Set tasks:
• a. List every file path that the diffstat of the sched_compat_yield post shows as changed by the patch.
• b. Please transcribe everything in the sched_compat_yield post from "Linus, if this" down to "in the rbtree.".
• c. In the sched_compat_yield post, which kernel release is the statistical method said to possibly miss?

Text to read:
== == ==
So right now there are only two viable options i think: either do the
current weak thing, or do the rightmost thing. The statistical method
might work too, but it needs more thought and more testing - i'm not
sure we can get that ready for 2.6.23.

So what we have as working code right now is the two extremes, and apps
will really mostly prefer either the first (if they dont truly want to
use yield but somehow it got into their code) or the second (if they
want some massive delay). So while it does not have a good QoI, how
about doing a compat_yield sysctl that allows the turning on of the
"queue rightmost" logic? Find tested patch below.

Peter, what do you think?

Linus, if this would be acceptable for .23 then i'll push it out into
sched.git together with another fix that Hiroshi Shimamoto just posted
to lkml.

Ingo

-------------------------------------->
Subject: sched: add /proc/sys/kernel/sched_compat_yield
From: Ingo Molnar <[email protected]>

add /proc/sys/kernel/sched_compat_yield to make sys_sched_yield()
more agressive, by moving the yielding task to the last position
in the rbtree.

with sched_compat_yield=0:

PID USER PR NI VIRT RES SHR S %CPU %MEM TIME+ COMMAND
2539 mingo 20 0 1576 252 204 R 50 0.0 0:02.03 loop_yield
2541 mingo 20 0 1576 244 196 R 50 0.0 0:02.05 loop

with sched_compat_yield=1:

PID USER PR NI VIRT RES SHR S %CPU %MEM TIME+ COMMAND
2584 mingo 20 0 1576 248 196 R 99 0.0 0:52.45 loop
2582 mingo 20 0 1576 256 204 R 0 0.0 0:00.00 loop_yield

Signed-off-by: Ingo Molnar <[email protected]>
---
include/linux/sched.h | 1
kernel/sched.c | 5 ---
kernel/sched_fair.c | 63 +++++++++++++++++++++++++++++++++++++++++++++-----
kernel/sysctl.c | 8 ++++++
4 files changed, 67 insertions(+), 10 deletions(-)

Index: linux/include/linux/sched.h
===================================================================
--- linux.orig/include/linux/sched.h
+++ linux/include/linux/sched.h
@@ -1406,6 +1406,7 @@ extern unsigned int sysctl_sched_wakeup_
extern unsigned int sysctl_sched_batch_wakeup_granularity;
extern unsigned int sysctl_sched_stat_granularity;
extern unsigned int sysctl_sched_runtime_limit;
+extern unsigned int sysctl_sched_compat_yield;
extern unsigned int sysctl_sched_child_runs_first;
extern unsigned int sysctl_sched_features;

Index: linux/kernel/sched.c
===================================================================
--- linux.orig/kernel/sched.c
+++ linux/kernel/sched.c
@@ -4550,10 +4550,7 @@ asmlinkage long sys_sched_yield(void)
== == ==
Given information:

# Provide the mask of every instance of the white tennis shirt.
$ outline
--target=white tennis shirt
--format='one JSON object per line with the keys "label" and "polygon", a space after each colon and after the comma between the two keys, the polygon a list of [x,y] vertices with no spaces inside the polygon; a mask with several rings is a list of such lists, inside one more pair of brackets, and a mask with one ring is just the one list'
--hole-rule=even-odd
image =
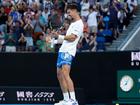
{"label": "white tennis shirt", "polygon": [[77,35],[77,38],[75,41],[72,41],[72,42],[64,40],[59,49],[59,52],[68,52],[72,56],[75,56],[78,41],[80,37],[83,35],[83,28],[84,28],[84,24],[81,19],[71,23],[67,30],[66,36],[74,34],[74,35]]}

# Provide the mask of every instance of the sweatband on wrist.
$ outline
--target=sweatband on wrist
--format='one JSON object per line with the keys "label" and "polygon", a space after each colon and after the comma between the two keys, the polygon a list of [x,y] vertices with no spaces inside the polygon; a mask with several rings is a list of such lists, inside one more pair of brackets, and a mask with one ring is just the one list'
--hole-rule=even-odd
{"label": "sweatband on wrist", "polygon": [[58,36],[58,40],[64,40],[64,38],[65,38],[65,36],[63,36],[63,35]]}

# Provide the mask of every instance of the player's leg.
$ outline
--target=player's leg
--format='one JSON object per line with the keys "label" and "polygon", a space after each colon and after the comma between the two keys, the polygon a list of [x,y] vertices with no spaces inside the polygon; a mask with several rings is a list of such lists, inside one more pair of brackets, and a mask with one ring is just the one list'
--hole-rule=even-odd
{"label": "player's leg", "polygon": [[54,105],[69,105],[69,93],[68,93],[68,86],[65,81],[64,75],[62,73],[61,68],[57,68],[57,78],[59,81],[59,85],[61,87],[61,91],[63,93],[63,100],[59,101],[58,103],[55,103]]}
{"label": "player's leg", "polygon": [[77,103],[76,97],[75,97],[74,84],[70,77],[70,65],[67,65],[67,64],[63,65],[61,71],[62,71],[64,79],[67,83],[67,87],[68,87],[68,91],[70,93],[70,98],[72,100],[72,103],[75,103],[75,105],[77,105],[78,103]]}
{"label": "player's leg", "polygon": [[63,71],[60,68],[57,68],[57,78],[63,93],[64,98],[63,100],[68,101],[69,100],[68,86],[62,72]]}

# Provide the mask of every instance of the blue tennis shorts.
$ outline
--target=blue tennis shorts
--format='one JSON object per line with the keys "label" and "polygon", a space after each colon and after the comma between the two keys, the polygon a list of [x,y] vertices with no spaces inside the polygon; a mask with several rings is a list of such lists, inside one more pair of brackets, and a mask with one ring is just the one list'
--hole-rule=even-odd
{"label": "blue tennis shorts", "polygon": [[61,68],[62,65],[68,64],[71,66],[73,56],[67,52],[59,52],[57,58],[57,68]]}

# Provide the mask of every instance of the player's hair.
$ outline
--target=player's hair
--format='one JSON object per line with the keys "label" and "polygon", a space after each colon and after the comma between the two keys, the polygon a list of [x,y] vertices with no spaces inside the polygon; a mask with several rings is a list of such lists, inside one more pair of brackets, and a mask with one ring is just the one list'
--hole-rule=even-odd
{"label": "player's hair", "polygon": [[75,9],[75,10],[79,11],[79,7],[78,7],[77,3],[75,3],[75,2],[69,3],[67,6],[67,10],[68,9]]}

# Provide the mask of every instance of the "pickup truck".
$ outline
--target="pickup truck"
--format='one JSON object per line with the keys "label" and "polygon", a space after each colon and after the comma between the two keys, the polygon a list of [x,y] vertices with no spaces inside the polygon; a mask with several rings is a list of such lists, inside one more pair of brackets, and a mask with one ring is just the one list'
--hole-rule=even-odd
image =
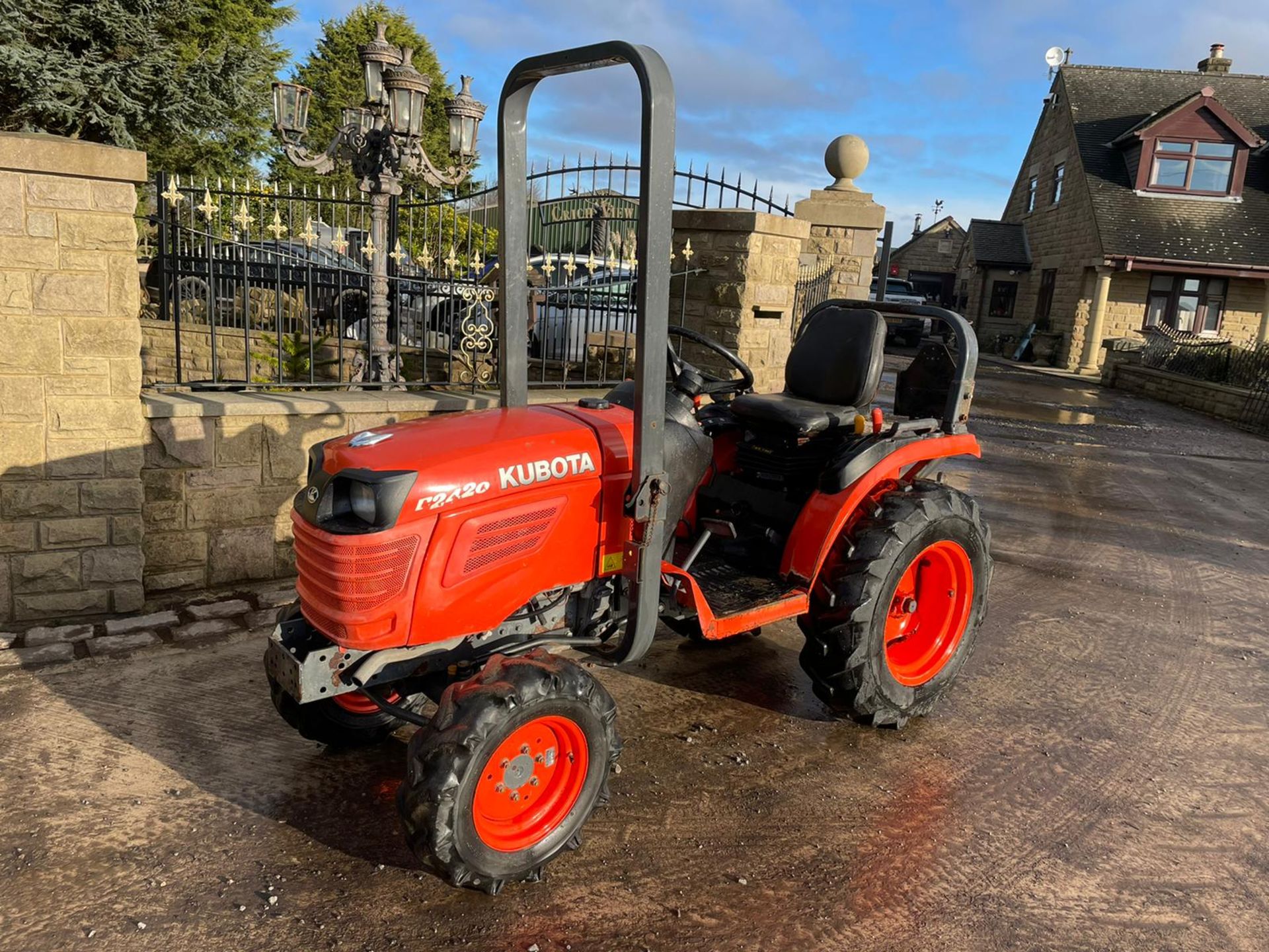
{"label": "pickup truck", "polygon": [[[868,297],[877,300],[877,281],[868,288]],[[886,278],[886,301],[898,305],[924,305],[925,298],[912,289],[912,286],[900,278]],[[917,347],[921,338],[930,333],[933,321],[929,317],[887,317],[886,340],[895,340],[904,347]]]}

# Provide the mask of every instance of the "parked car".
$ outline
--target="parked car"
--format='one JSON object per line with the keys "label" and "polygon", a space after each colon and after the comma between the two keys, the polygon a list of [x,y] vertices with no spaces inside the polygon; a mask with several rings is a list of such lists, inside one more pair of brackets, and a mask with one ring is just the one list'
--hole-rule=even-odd
{"label": "parked car", "polygon": [[633,347],[634,292],[638,277],[626,265],[580,269],[574,279],[542,288],[530,334],[530,355],[580,362],[588,347],[609,350]]}
{"label": "parked car", "polygon": [[[877,300],[877,279],[868,288],[868,297]],[[884,300],[898,305],[924,305],[925,297],[911,283],[900,278],[886,278]],[[886,343],[896,341],[904,347],[917,347],[921,338],[930,333],[934,322],[929,317],[886,317]]]}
== == ==
Responses per task:
• a.
include/linux/sched.h
kernel/sched.c
kernel/sched_fair.c
kernel/sysctl.c

• b.
Linus, if this would be acceptable for .23 then i'll push it out into
sched.git together with another fix that Hiroshi Shimamoto just posted
to lkml.

Ingo

-------------------------------------->
Subject: sched: add /proc/sys/kernel/sched_compat_yield
From: Ingo Molnar <[email protected]>

add /proc/sys/kernel/sched_compat_yield to make sys_sched_yield()
more agressive, by moving the yielding task to the last position
in the rbtree.

• c. 2.6.23